EXTRACTED ENTRIES:
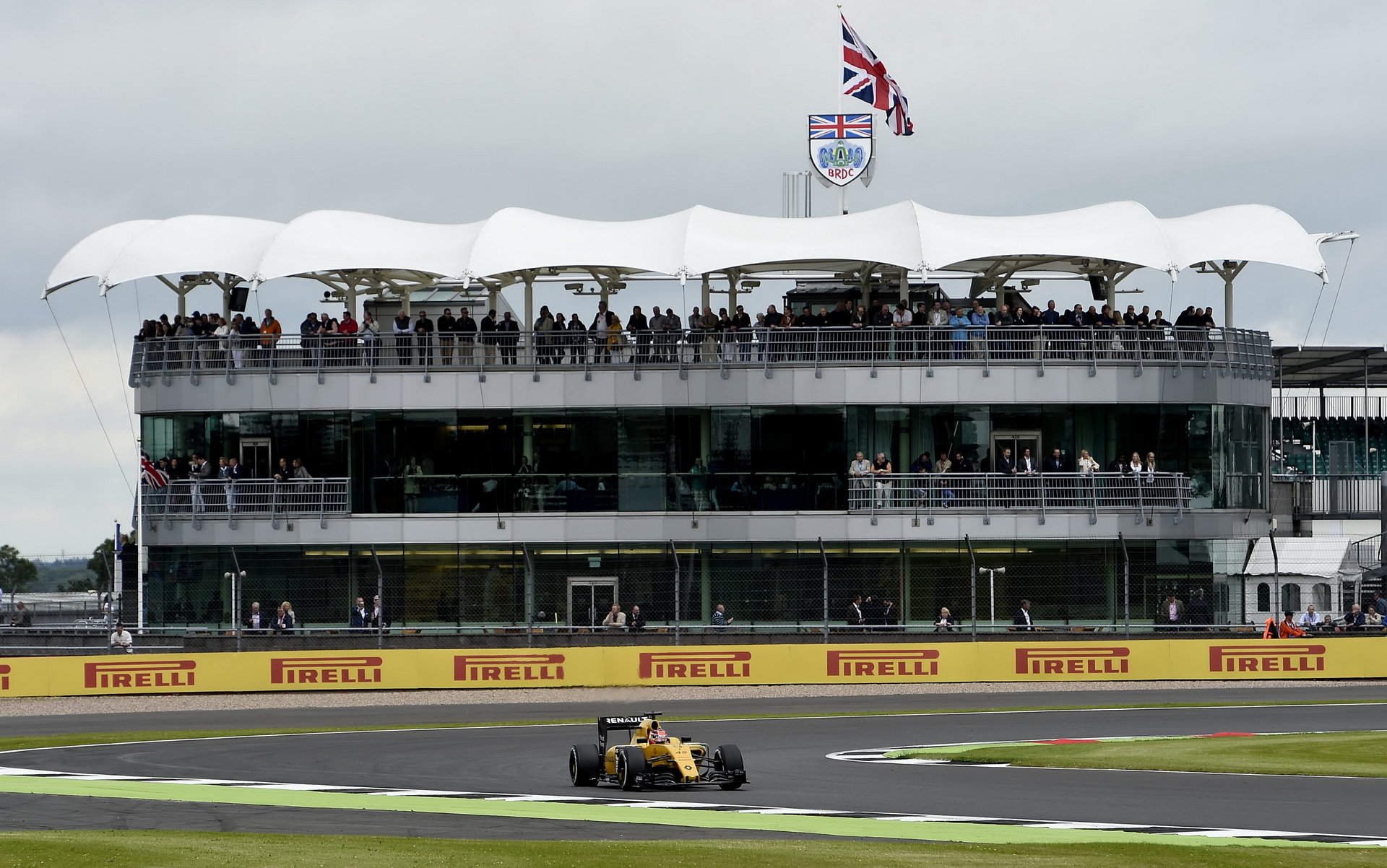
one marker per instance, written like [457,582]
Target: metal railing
[196,500]
[1228,351]
[930,494]
[1354,494]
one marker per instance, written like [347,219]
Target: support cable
[92,401]
[116,351]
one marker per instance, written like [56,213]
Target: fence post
[823,556]
[974,583]
[675,554]
[1127,589]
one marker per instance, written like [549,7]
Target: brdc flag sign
[839,146]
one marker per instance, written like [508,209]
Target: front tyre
[630,768]
[727,759]
[584,763]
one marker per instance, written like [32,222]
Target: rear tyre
[630,768]
[584,763]
[727,759]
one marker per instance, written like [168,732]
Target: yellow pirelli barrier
[704,664]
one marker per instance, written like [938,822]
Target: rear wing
[626,724]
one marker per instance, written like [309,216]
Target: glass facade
[1076,581]
[730,458]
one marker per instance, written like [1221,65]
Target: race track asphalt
[785,763]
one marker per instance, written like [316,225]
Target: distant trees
[17,574]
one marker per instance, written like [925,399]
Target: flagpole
[842,191]
[142,554]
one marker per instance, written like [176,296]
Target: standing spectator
[379,619]
[508,337]
[423,337]
[577,340]
[447,334]
[881,473]
[616,619]
[855,612]
[467,334]
[1086,464]
[285,619]
[402,329]
[369,333]
[945,623]
[1197,612]
[488,339]
[230,474]
[1171,613]
[256,622]
[121,640]
[1023,620]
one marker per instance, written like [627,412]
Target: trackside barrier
[665,666]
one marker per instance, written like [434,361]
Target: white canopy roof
[1318,556]
[694,242]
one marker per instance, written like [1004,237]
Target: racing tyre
[630,767]
[584,763]
[728,760]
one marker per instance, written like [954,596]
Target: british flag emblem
[839,147]
[839,126]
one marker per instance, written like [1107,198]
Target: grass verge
[27,742]
[1313,753]
[241,850]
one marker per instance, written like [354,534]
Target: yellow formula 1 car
[652,758]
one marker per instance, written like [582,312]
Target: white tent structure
[361,253]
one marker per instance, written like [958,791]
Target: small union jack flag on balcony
[150,473]
[839,126]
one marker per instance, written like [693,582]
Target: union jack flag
[839,126]
[866,78]
[152,474]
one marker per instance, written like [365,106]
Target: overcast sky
[449,111]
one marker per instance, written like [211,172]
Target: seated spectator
[945,623]
[1287,628]
[1355,619]
[616,619]
[121,640]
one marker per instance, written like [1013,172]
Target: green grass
[27,742]
[1314,753]
[239,850]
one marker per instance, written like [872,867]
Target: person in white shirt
[857,473]
[616,619]
[121,640]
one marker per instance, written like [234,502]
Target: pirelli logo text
[883,663]
[1068,660]
[327,670]
[140,674]
[508,667]
[1271,658]
[695,664]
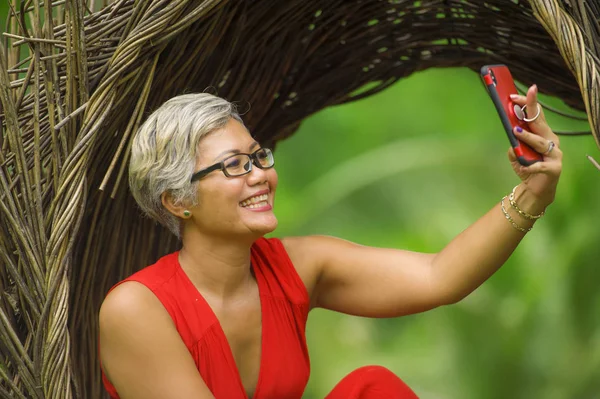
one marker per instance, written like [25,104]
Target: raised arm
[380,282]
[142,353]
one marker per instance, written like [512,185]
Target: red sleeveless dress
[284,363]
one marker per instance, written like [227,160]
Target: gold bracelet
[511,199]
[507,216]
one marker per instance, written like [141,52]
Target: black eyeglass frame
[221,165]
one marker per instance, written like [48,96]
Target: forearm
[475,254]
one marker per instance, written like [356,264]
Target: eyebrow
[235,151]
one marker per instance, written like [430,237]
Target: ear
[175,209]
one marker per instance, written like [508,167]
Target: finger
[511,155]
[532,107]
[532,110]
[539,144]
[548,168]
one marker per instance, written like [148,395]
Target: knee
[376,372]
[380,382]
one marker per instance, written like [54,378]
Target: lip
[265,208]
[266,191]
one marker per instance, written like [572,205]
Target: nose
[257,175]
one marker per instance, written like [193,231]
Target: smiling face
[233,206]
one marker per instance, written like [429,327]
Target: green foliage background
[411,168]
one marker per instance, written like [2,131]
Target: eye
[233,163]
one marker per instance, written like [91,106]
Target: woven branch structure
[77,79]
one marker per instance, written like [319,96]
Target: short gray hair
[164,152]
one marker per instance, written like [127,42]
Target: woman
[224,317]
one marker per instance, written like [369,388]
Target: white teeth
[257,200]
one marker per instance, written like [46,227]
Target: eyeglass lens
[240,164]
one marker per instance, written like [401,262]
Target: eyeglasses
[240,164]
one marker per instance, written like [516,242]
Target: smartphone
[500,85]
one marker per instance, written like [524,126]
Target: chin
[266,227]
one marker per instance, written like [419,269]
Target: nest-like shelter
[78,77]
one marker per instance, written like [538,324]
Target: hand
[540,178]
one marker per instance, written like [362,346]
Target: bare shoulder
[308,254]
[313,250]
[141,351]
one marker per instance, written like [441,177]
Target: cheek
[273,179]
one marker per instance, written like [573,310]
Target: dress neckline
[219,328]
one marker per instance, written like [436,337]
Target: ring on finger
[551,146]
[528,120]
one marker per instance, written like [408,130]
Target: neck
[217,266]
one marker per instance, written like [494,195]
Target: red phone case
[500,86]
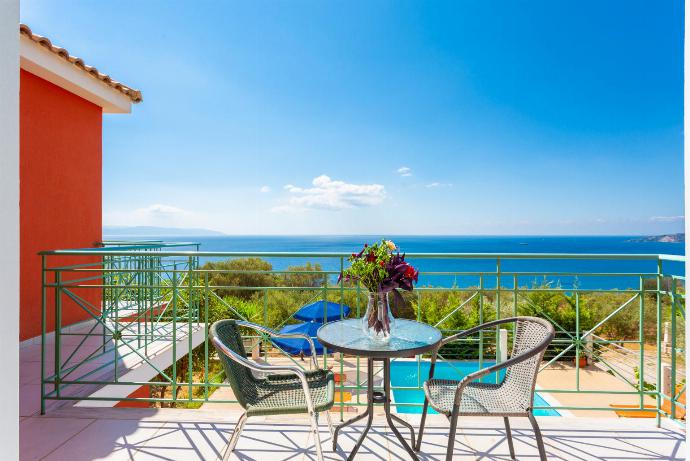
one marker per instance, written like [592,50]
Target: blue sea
[472,244]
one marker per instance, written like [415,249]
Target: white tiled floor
[166,434]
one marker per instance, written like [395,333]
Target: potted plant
[382,270]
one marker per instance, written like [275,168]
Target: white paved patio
[169,434]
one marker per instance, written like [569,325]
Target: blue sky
[459,117]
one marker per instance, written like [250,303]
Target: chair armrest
[301,374]
[276,334]
[476,329]
[500,366]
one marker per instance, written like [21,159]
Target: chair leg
[537,434]
[509,436]
[418,447]
[235,437]
[451,436]
[329,421]
[317,437]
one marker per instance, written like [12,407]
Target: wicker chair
[513,396]
[282,390]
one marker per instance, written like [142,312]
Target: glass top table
[407,338]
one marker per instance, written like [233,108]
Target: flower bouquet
[382,270]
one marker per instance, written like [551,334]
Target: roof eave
[40,61]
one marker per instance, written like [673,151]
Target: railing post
[43,331]
[641,335]
[174,345]
[58,328]
[501,348]
[673,348]
[659,374]
[206,327]
[666,344]
[503,342]
[192,302]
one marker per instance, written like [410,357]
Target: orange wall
[60,188]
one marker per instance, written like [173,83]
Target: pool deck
[78,434]
[556,376]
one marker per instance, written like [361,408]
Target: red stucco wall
[60,188]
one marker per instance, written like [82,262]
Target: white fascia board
[39,61]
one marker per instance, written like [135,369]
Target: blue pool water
[406,374]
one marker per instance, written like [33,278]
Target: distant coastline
[666,238]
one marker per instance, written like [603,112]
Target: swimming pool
[404,374]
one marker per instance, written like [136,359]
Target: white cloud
[158,209]
[667,218]
[157,214]
[405,171]
[328,194]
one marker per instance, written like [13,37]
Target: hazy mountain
[666,238]
[153,231]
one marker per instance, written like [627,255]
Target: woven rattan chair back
[240,378]
[520,378]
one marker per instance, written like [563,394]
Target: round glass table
[408,338]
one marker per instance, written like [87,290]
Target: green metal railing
[142,297]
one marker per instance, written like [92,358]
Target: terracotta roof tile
[131,93]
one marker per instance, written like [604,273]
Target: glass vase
[378,321]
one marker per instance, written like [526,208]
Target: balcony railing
[623,313]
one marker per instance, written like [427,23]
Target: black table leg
[390,416]
[369,413]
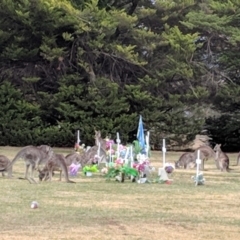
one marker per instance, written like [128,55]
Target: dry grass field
[94,208]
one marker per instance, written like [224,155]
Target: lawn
[94,208]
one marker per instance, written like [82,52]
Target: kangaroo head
[217,147]
[177,165]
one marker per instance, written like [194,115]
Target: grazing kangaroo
[33,157]
[186,160]
[222,158]
[4,165]
[69,159]
[238,159]
[206,152]
[58,163]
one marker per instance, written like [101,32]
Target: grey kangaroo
[222,158]
[33,157]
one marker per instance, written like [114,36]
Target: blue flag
[140,134]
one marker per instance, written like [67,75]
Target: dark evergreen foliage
[97,64]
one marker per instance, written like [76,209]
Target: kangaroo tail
[64,169]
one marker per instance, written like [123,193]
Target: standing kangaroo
[99,140]
[90,156]
[5,165]
[33,157]
[54,165]
[186,160]
[222,158]
[58,163]
[206,152]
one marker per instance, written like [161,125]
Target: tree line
[98,64]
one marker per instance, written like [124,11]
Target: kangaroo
[4,165]
[186,160]
[90,156]
[238,159]
[58,163]
[206,152]
[69,159]
[222,158]
[33,157]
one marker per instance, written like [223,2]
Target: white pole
[98,154]
[198,162]
[147,143]
[110,149]
[164,152]
[78,137]
[126,156]
[118,145]
[131,156]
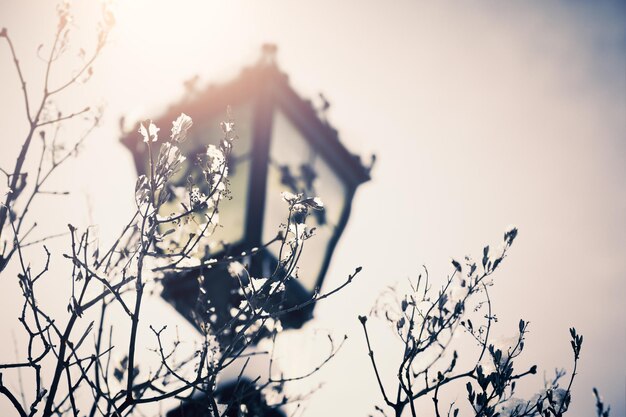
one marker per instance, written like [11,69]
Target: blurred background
[481,115]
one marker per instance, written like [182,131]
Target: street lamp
[283,145]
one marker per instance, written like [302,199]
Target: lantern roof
[253,85]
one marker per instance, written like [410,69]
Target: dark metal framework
[268,90]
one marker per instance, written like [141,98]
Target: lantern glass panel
[296,167]
[231,211]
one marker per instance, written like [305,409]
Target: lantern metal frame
[268,90]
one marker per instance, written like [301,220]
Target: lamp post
[283,145]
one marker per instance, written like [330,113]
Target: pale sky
[481,114]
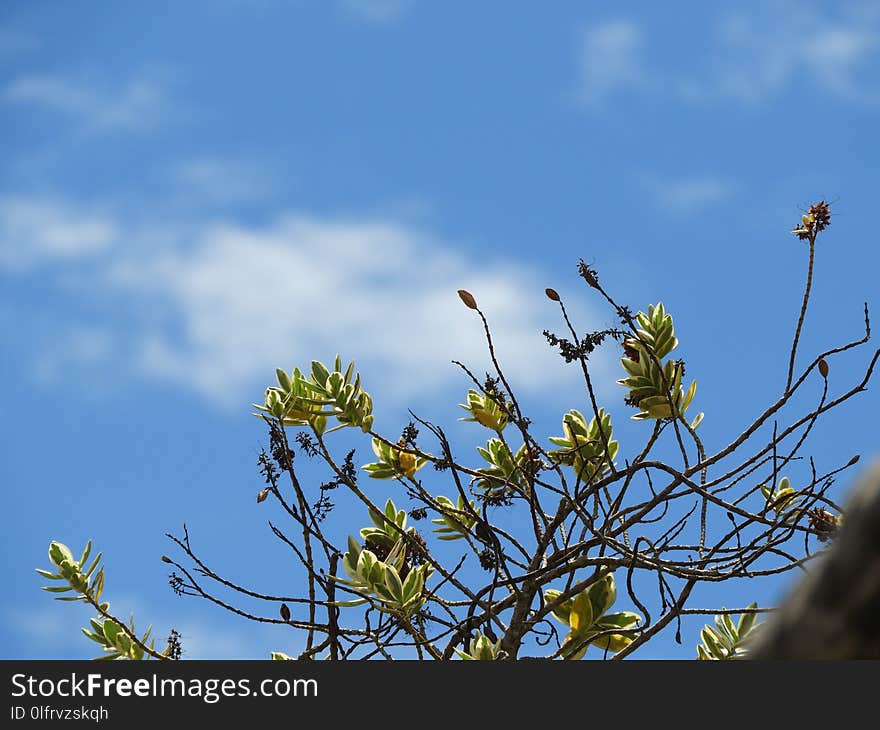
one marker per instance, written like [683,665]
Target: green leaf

TASK GOAL:
Output exactly the lines from the one containing "one marker per instance, written like [82,52]" through the last line of the records above, both included, leaving out any pictures.

WRITTEN REPLY:
one marker per instance, written like [82,52]
Target: kangaroo head
[217,147]
[177,165]
one marker per instance, written like [194,115]
Target: grazing kangaroo
[33,157]
[186,160]
[222,158]
[4,165]
[69,159]
[238,159]
[206,152]
[58,163]
one marker per instance, written like [101,32]
Target: grey kangaroo
[222,158]
[33,157]
one marker per instance, written like [114,36]
Target: blue flag
[140,134]
one marker per instance, written like [67,75]
Target: dark evergreen foliage
[97,64]
one marker per instance, written like [76,209]
Target: kangaroo tail
[64,169]
one marker per instance, written like [123,193]
Target: standing kangaroo
[99,140]
[90,156]
[5,165]
[33,157]
[54,165]
[186,160]
[222,158]
[58,163]
[206,152]
one marker per instance, written like [161,125]
Target: tree line
[98,64]
one marker per instance, written like [124,11]
Target: kangaroo
[4,165]
[186,160]
[90,156]
[238,159]
[58,163]
[206,152]
[69,159]
[222,158]
[33,157]
one marker per instance, written like [223,2]
Target: white pole
[98,154]
[198,162]
[147,143]
[110,149]
[164,152]
[78,137]
[126,156]
[118,145]
[131,156]
one marker per instance, written like [11,69]
Target: blurred background
[481,115]
one marker per instance, written like [182,131]
Target: street lamp
[283,145]
one marker per instance, written like [302,199]
Target: lantern roof
[253,85]
one marker per instance, written like [410,69]
Target: dark metal framework
[268,90]
one marker per instance, written like [141,98]
Target: lantern glass panel
[296,167]
[231,211]
one marker per instance, written like [305,409]
Target: lantern metal frame
[268,90]
one marker per instance, written like [301,220]
Target: lamp post
[283,145]
one marker per instance, written like [330,113]
Target: pale sky
[481,114]
one marker per instance, written like [683,665]
Target: green leaf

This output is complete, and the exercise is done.